[Selection start]

Ann Hironaka is Associate Professor in the Department of Sociology at the University of California, Irvine. Her research focuses on civil war and military planning. Her book, Neverending Wars (Harvard University Press, 2005), provides a world society account for the persistence of contemporary civil wars. She has also co-authored several articles on the international environmental regime, and is currently working on a book that develops a world society perspective on environmental outcomes.

Brenda Holzinger is a PhD Candidate in the Division of Global Affairs at Rutgers University in Newark, New Jersey. Her dissertation addresses issues of global environmental governance, and focuses on the role of transnational social mobilization in securing new or increased political rights for both the individuals and the environments that are permanently disrupted by large-scale hydropower projects. Ms Holzinger is a graduate of Rutgers University School of Law, Camden (JD 1990) and the Eagleton Institute of Politics at Rutgers University, New Brunswick (MA 1989). She completed her undergraduate work at Pomona College in Claremont, California (BA 1986).

Sven E.O. Hort teaches sociology at Linnaeus University, Kalmar and Växjö, and Södertörn University, metropolitan Stockholm, Sweden. He is the author of Social Policy, Welfare State and Civil Society in Sweden (Arkiv, 2011).

Bob Jessop is Distinguished Professor of Sociology and Co-Director of the Cultural Political Economy Research Centre at Lancaster University. He is best known for his contributions to state theory, critical political economy, welfare state restructuring and, most recently, work on governance and governance failure. Recent publications include The Future of the Welfare State (2002); Beyond the Regulation Approach (2006, co-authored with Ngai-Ling Sum); and State Theory: The Strategic-Relational Approach (2007). He currently holds a three-year Research Fellowship to study the cultural political economy of crisis-management in relation to the global financial crisis and its relation to the crisis of the state and governance.

Desmond King is Andrew W. Mellon Professor of American Government at the University of Oxford and Fellow of Nuffield College. His publications on state theory, race and American political development and comparative political economy include In the Name of Liberalism (Oxford University Press, 1999); Making Americans: Immigration, Race and the Origins of the Diverse Democracy (HUP, 2000); The Unsustainable American State (co-edited, Oxford University Press, 2009); and Still a House Divided: Race and Politics in Obama's America (co-authored with Rogers M. Smith, PUP, 2011).

[Selection end]
[Entries shown start]

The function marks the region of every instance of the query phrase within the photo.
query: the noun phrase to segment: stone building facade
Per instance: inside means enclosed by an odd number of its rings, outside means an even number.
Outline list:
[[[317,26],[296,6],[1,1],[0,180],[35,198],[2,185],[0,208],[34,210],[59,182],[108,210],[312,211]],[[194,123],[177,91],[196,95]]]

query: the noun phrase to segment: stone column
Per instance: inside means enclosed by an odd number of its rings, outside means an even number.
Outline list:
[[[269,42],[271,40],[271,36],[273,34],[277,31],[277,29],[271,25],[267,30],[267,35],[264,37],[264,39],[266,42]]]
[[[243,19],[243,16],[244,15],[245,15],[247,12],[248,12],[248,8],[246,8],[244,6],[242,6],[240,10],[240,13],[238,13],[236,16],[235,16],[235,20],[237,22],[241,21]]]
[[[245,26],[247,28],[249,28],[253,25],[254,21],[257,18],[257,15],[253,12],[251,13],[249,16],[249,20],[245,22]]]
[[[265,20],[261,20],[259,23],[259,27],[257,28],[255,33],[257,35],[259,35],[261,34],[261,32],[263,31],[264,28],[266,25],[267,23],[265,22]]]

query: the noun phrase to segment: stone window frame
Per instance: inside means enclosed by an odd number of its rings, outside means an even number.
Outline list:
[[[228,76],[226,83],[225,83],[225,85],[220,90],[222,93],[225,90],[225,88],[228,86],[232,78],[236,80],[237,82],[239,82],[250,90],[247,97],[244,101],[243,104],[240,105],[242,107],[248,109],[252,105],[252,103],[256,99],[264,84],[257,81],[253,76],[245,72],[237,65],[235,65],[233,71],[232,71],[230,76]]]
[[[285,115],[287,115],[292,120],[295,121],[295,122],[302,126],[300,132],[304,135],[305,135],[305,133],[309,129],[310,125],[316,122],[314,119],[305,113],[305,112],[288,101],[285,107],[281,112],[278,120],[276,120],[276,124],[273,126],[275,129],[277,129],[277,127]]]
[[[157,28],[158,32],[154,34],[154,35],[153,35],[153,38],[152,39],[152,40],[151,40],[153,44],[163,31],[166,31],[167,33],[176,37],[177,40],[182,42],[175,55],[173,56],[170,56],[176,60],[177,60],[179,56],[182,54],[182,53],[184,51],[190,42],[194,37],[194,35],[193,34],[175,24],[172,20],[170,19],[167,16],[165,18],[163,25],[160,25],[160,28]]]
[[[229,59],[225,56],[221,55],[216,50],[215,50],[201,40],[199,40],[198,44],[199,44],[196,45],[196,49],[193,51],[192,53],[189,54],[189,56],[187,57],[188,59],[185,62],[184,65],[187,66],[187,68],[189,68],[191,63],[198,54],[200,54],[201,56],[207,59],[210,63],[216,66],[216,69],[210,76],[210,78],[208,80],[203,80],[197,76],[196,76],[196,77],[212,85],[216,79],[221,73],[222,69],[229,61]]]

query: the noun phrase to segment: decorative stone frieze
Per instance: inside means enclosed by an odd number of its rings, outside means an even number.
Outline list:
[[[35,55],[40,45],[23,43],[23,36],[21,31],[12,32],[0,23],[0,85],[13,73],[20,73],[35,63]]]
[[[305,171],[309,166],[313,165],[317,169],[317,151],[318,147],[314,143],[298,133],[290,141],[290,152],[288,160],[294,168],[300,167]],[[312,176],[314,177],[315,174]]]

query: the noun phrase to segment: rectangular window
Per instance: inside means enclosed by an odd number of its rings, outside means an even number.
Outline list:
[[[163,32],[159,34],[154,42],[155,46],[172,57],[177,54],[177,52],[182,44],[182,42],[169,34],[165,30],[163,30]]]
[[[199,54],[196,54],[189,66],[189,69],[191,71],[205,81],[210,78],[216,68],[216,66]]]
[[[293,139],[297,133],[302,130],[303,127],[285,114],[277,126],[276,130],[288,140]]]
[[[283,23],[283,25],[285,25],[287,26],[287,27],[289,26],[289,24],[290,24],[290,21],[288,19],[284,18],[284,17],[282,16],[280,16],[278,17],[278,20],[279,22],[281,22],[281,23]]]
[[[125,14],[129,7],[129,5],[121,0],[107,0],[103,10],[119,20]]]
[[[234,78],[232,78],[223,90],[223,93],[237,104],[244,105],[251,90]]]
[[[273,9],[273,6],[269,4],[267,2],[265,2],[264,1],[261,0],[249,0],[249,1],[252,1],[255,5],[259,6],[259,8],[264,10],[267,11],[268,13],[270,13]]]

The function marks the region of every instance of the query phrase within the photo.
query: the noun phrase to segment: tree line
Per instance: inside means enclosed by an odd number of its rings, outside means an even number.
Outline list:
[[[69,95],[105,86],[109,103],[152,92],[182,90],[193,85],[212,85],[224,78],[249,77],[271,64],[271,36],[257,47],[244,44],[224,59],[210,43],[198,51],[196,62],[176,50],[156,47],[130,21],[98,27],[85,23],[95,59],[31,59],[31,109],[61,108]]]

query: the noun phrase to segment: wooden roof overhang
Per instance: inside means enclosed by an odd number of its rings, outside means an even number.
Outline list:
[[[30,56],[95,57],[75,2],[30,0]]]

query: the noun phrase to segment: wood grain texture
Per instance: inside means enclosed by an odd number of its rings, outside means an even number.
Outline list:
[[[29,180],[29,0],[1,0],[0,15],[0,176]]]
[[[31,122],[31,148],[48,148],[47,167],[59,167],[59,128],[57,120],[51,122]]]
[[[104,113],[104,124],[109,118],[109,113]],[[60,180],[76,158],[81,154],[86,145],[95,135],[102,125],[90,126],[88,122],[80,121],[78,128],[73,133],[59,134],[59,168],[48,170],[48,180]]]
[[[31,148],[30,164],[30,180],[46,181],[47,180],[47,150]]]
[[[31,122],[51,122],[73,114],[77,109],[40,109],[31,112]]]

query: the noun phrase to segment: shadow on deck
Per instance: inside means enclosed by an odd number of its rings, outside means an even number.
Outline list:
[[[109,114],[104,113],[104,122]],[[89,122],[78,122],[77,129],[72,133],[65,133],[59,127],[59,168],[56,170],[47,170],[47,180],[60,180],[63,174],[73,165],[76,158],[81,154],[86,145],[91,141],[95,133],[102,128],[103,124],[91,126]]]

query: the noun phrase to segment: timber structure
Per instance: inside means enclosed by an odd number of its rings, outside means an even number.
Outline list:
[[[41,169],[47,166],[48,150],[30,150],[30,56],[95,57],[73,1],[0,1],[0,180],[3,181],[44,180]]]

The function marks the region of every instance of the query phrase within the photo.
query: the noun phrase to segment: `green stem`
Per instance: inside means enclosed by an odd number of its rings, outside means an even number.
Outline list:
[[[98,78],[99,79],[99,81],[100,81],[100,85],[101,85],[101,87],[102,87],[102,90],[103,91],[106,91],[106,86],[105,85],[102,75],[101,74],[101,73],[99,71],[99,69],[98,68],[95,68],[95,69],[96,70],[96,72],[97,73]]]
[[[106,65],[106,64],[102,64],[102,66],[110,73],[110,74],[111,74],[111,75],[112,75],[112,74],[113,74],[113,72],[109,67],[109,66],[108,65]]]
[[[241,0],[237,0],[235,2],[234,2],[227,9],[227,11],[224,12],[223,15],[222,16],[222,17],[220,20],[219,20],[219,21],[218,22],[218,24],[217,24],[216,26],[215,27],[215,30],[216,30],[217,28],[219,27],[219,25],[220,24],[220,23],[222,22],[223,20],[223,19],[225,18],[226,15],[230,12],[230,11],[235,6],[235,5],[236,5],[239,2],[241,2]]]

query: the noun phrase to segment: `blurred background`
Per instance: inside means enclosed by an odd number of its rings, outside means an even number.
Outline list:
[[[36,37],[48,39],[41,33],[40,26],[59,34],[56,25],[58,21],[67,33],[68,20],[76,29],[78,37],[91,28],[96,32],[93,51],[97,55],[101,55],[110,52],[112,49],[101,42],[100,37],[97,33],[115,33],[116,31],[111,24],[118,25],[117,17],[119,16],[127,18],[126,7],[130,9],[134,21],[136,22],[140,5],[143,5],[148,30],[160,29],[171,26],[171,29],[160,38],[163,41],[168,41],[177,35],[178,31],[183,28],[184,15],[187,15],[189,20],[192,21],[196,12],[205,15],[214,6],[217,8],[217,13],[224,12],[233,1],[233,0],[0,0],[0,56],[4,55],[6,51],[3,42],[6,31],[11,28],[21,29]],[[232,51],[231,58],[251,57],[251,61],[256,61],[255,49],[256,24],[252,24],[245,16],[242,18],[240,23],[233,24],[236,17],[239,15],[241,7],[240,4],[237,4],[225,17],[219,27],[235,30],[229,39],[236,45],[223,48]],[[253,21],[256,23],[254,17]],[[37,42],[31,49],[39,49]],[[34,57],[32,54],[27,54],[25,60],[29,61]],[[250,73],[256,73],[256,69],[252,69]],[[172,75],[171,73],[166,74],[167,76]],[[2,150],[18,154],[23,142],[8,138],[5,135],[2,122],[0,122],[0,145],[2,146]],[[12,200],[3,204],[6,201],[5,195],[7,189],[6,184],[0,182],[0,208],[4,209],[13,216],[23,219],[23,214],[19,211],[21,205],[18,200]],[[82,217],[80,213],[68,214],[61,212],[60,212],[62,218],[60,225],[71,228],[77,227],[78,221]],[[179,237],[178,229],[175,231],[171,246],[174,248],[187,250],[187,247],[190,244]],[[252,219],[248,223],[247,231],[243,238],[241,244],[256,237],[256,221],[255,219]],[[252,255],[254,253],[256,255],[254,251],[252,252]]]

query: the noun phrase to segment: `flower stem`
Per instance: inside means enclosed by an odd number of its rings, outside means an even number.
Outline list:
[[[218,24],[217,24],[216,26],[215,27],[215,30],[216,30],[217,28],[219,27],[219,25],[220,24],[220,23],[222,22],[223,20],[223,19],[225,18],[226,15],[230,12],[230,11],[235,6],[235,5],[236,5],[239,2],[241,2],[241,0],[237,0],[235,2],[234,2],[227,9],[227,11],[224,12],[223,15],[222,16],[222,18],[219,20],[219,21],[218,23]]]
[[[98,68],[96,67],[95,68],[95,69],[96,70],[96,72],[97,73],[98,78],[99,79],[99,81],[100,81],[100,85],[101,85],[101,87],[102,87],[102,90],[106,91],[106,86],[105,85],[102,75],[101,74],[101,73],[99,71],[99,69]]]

[Entries shown end]

Problem:
Transcribe the portion of the contributor notes that opens with the words containing "Brenda Holzinger is" and closes with "California (BA 1986).".

Answer to the problem:
Brenda Holzinger is a PhD Candidate in the Division of Global Affairs at Rutgers University in Newark, New Jersey. Her dissertation addresses issues of global environmental governance, and focuses on the role of transnational social mobilization in securing new or increased political rights for both the individuals and the environments that are permanently disrupted by large-scale hydropower projects. Ms Holzinger is a graduate of Rutgers University School of Law, Camden (JD 1990) and the Eagleton Institute of Politics at Rutgers University, New Brunswick (MA 1989). She completed her undergraduate work at Pomona College in Claremont, California (BA 1986).